— BEGIN TEXT TO READ —
The tourist brochures at the Indiana Turnpike rest area on Tuesday afternoon seemed to promise smiling Amish kids and scenes of perpetual summer in Shipshewana. Despite the overcast, rainy afternoon in mid-February, perhaps it was worth a look. Patches of old, dirty snow and numerous pieces of trash speckled the countryside along the highway, which had wide, paved shoulders for the Amish buggies. Many of the craft, curio, and collectible shops in town were closed, but a few gave the lone travelers refuge from the falling temperatures and cutting rain.
But Shipshewana is more than just a tourist town where, in season, people stop to gawk at horse-drawn buggies, plain clothing, and rural simplicity. Shipshewana is a farm market center for LaGrange County, and it is also the term used by outsiders for the entire Amish settlement in Northern Indiana.
A recent book by Dorothy O. Pratt, Shipshewana: An Indiana Amish Community, seeks to expand public knowledge of the Amish through a careful historical survey of the entire settlement in the northern part of that state. While the book considers many local Amish developments in relation to the broader themes of Indiana and American history, probably the best chapters are the ones that explain their religious pacifism during World War I, World War II, and the post-war period.
As pacifists whose native language was German, the Amish in Northern Indiana had to endure many stresses during World War I. The military draft particularly tested young Amish men. Their opposition to fighting may have been understood by some officials in government agencies, but local people at draft boards and in army camps were often intolerant toward men that they perceived as shirkers.
— END TEXT TO READ —
— BEGIN INFORMATION PROVIDED —
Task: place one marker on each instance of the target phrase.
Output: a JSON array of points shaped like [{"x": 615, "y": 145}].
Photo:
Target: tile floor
— END INFORMATION PROVIDED —
● WRITTEN INSTRUCTION 1:
According to the Shipshewana passage, who wrote the book *Shipshewana: An Indiana Amish Community*?
● WRITTEN INSTRUCTION 2:
Carry on the Shipshewana passage from its last sentence.
The lines above have no part in anything here.

● TASK ANSWER 1:
Dorothy O. Pratt

● TASK ANSWER 2:
Government officials became alarmed at the large number of requests for draft deferments from LaGrange County, not realizing that a high percentage of county residents were Amish, Mennonites, and Brethren, people whose religious beliefs did not allow them to fight. After they were drafted, some of these men adopted an absolutist position in the army camps and refused to obey military orders. Others were willing to do assigned work but refused to wear uniforms. In some camps, the Amish were respected, while in others they were persecuted.
One Amish man from LaGrange County reported that he was beaten until he passed out because of his refusal to cooperate. A guard put a gun to the head of another Amish man and pulled the trigger after beatings failed to intimidate him. Fortunately, it misfired. The company commander then beat him some more, expressing the hope that this would teach him to fight. At a later court martial of the officers who had perpetuated this abuse (or was it torture?), the Amish man refused to testify against them. He explained, “we felt we could not conscientiously testify against them as [that] would be helping to punish [the officers] and cause ill feelings and be a poor light in our church …” (p.49)
On the other hand, some of the Amish men felt they were treated quite fairly. One man wrote to the Shipshewana newspaper about the treatment he had received from the Army. He found the experience very trying, but he went on to say, “I cannot thank God enough in words for the love, mercy, and kindness He has showed toward me thru these officers.” (p.53)
A major problem for Amish families that stayed on their farms in LaGrange County was the constant pressure on them to buy the so-called “Liberty Bonds.” The Amish realized, of course, that by buying the bonds they would really be lending money to the government to wage war, which they strongly opposed. The bond campaigns, according to law, were supposed to be voluntary, but in fact pressure on the Amish to participate grew quite intense. Advertisements in the newspaper admonished everyone to support our troops overseas.
Citizens of Indiana counties competed to exceed the quotas that the state established for each county. However, in the first Liberty Bond drive, LaGrange County only raised $70,350 toward their quota of $214,000. The patriotic citizens outside the nonresistant churches resented the stigma of living in a county that was branded as unpatriotic.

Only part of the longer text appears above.